— START Given entries —

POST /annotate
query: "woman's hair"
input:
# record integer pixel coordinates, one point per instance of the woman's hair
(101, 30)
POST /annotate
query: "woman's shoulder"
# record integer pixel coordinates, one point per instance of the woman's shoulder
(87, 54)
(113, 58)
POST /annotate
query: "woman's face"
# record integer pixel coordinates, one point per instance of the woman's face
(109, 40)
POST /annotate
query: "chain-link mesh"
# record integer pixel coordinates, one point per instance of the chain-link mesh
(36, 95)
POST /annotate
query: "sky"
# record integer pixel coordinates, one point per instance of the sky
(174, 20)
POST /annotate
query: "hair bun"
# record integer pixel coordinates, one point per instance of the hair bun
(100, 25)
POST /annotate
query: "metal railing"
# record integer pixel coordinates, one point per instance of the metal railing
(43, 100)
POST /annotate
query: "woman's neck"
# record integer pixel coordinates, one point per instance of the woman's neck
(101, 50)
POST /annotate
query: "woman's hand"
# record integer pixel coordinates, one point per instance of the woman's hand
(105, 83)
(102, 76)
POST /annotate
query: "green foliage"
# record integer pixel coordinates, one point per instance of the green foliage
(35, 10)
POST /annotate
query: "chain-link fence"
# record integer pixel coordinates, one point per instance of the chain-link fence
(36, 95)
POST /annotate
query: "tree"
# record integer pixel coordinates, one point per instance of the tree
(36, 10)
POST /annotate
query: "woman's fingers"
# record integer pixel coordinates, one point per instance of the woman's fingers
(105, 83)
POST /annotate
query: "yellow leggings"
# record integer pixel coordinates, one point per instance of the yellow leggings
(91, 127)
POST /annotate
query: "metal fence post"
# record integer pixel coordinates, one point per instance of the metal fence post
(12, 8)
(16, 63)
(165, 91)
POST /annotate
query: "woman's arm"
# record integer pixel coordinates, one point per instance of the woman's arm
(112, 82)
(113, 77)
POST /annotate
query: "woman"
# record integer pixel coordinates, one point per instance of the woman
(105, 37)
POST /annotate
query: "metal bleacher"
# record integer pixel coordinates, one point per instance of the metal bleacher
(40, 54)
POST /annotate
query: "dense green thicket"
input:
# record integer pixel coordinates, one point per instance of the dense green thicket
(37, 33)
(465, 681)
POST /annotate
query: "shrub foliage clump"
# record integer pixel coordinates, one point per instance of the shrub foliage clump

— END Given entries —

_Exercise directions_
List every line of the material above that contains the string "foliage", treating uppercase and lowercase as different.

_Solution to the exercise_
query: "green foliage"
# record integer pixel coordinates, one point per instance of the green foliage
query: "shrub foliage clump"
# record integer pixel coordinates, one point per instance of the shrub foliage clump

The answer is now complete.